[[ Source document open ]]

At the Bears’ flag football Jamboree in August, Diana Flores attended along with 36 teams of more than 700 players. As of this fall, more than 10% of schools in the Illinois High School Association (IHSA) have adopted girls flag football, leading Silva and the Bears to petition the IHSA for its official sanctioning as a varsity sport by fall 2024.
“I love it because, at first, you’re kind of like that voice in the woods that not everyone can hear, but now it’s become so loud that now that voice can no longer be ignored,” Silva said.
One of Nike’s $100,000 grants went to Bears-affiliated flag football programs in 2022. Gatorade helped fund the Jamboree, and works with NFL FLAG to provide club-affiliated flag football teams with sports drinks and equipment.
Visa has been an NFL partner for 25 years, but is also an official partner of the Bears’ flag football efforts. It supports statewide varsity sanctioning and sponsors the Bears’ Girls Flag Football Tournament of Champions and NAIA Showcase for graduating athletes.
“When the NFL shared their girl’s flag football strategy and plans, we knew we had to get involved,” said Mary Ann Reilly, Visa’s CMO of North America,
Game changer
Reilly mentioned that Visa is working with other NFL teams it sponsors individually—including the New York Giants, Pittsburgh Steelers and San Francisco 49ers—as well as the NFL as a whole to expand its support for girls flag football programs.

[[ Source document closed ]]
[[ Data provided open ]]

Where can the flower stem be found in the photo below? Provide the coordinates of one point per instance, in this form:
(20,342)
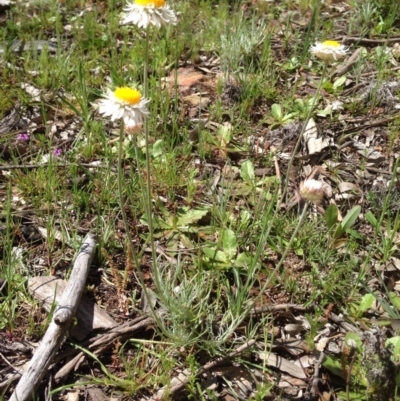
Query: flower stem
(148,201)
(131,252)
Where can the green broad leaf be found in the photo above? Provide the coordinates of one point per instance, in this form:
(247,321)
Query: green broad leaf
(331,215)
(288,117)
(225,134)
(395,341)
(372,220)
(217,256)
(347,222)
(243,260)
(333,366)
(186,242)
(276,111)
(186,217)
(229,243)
(339,82)
(366,302)
(247,171)
(353,340)
(328,86)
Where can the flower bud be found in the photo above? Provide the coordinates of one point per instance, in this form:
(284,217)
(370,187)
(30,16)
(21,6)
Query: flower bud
(312,191)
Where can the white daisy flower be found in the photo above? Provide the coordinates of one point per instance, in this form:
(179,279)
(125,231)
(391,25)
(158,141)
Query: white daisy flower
(312,191)
(330,50)
(142,13)
(126,104)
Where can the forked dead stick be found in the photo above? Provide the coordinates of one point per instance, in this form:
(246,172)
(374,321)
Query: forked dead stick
(58,328)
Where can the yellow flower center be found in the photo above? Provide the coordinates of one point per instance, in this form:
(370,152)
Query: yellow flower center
(155,3)
(331,43)
(128,95)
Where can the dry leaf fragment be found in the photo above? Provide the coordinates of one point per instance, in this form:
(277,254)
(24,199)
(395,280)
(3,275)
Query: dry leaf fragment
(284,365)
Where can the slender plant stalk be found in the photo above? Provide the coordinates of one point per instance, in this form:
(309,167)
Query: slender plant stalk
(131,251)
(148,202)
(283,257)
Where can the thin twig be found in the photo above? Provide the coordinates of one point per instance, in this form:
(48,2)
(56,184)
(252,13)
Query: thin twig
(212,364)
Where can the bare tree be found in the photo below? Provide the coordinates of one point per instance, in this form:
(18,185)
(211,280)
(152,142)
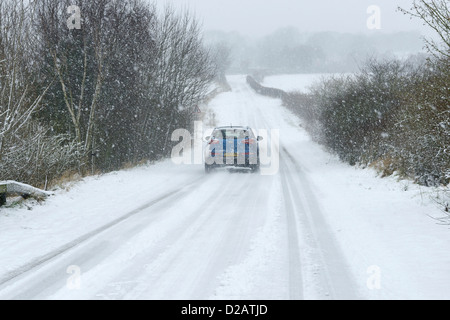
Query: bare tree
(18,99)
(436,14)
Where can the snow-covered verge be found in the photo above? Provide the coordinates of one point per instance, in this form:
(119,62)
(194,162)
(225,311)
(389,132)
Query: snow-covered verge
(226,237)
(393,233)
(31,230)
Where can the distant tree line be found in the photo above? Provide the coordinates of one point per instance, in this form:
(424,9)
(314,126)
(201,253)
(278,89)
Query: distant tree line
(99,97)
(391,114)
(291,51)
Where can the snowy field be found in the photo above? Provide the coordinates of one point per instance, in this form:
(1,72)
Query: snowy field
(313,228)
(294,82)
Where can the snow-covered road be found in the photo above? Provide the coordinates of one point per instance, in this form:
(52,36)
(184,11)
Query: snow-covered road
(311,228)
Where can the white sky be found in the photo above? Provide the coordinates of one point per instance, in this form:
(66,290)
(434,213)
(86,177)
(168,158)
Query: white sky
(261,17)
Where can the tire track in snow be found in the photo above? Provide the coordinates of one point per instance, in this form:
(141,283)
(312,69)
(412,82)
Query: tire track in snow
(8,277)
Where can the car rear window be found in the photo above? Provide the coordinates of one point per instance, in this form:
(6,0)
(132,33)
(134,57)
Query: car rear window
(232,133)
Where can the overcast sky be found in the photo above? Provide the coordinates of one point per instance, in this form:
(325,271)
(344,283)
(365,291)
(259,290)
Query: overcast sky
(261,17)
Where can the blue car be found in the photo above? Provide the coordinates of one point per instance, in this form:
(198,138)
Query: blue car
(232,146)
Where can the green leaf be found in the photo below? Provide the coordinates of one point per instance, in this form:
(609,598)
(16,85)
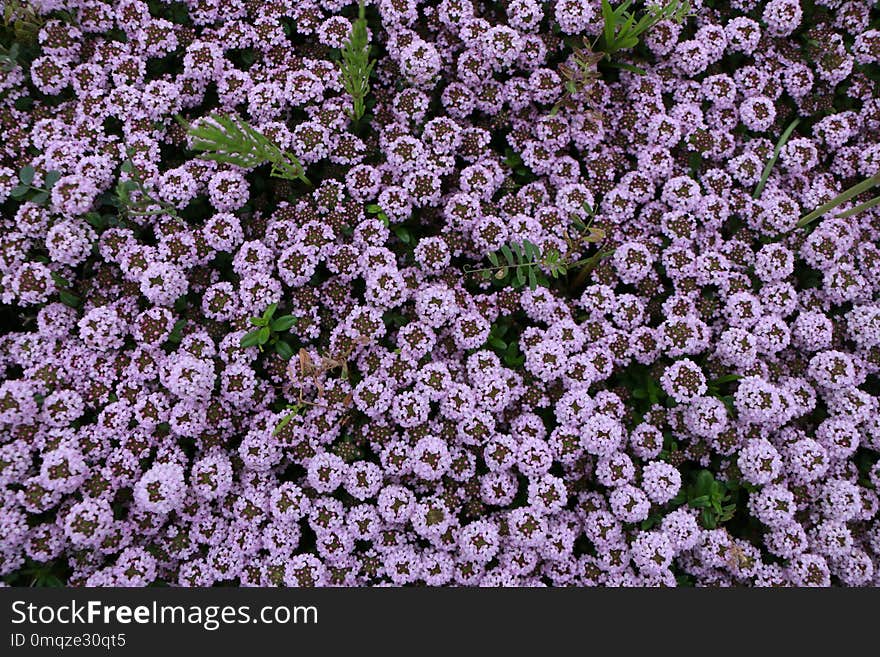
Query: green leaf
(51,178)
(251,339)
(69,299)
(284,350)
(508,255)
(498,343)
(26,175)
(283,323)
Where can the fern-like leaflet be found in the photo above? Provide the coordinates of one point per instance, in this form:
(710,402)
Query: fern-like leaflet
(621,31)
(523,263)
(231,140)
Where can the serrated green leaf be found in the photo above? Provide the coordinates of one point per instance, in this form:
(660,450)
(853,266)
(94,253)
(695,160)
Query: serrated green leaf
(26,175)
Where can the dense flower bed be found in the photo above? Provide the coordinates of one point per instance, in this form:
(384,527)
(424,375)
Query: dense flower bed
(545,314)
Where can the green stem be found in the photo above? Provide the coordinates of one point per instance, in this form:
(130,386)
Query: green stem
(860,208)
(843,197)
(772,161)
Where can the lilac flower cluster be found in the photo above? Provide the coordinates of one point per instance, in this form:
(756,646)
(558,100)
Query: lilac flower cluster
(447,430)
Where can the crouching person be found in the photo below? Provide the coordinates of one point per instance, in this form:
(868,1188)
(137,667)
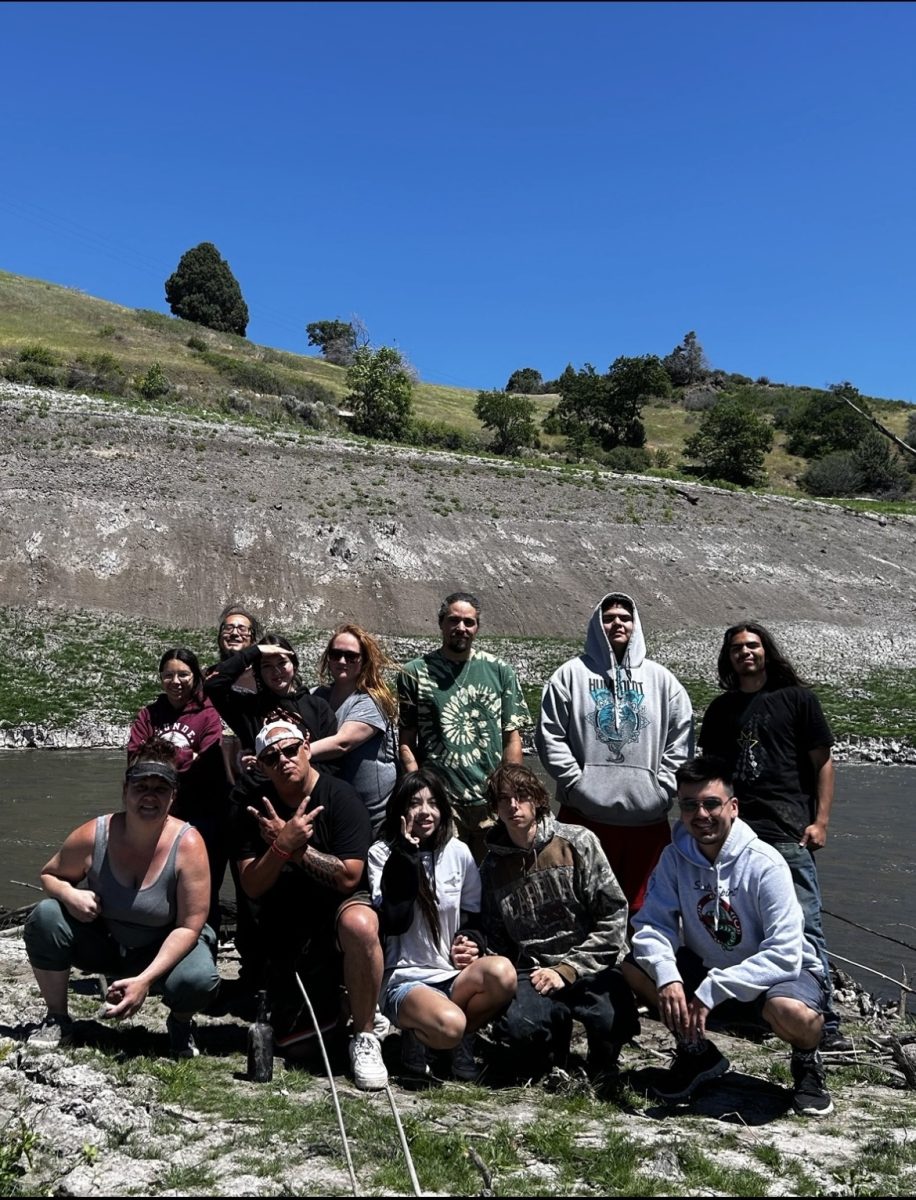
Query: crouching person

[[ Data provided closed ]]

→ About this task
According to the article on girls flag football, what share of schools in the Illinois High School Association have adopted the sport as of this fall? The listing comes from a different source than the article.

→ Answer to this task
More than 10%.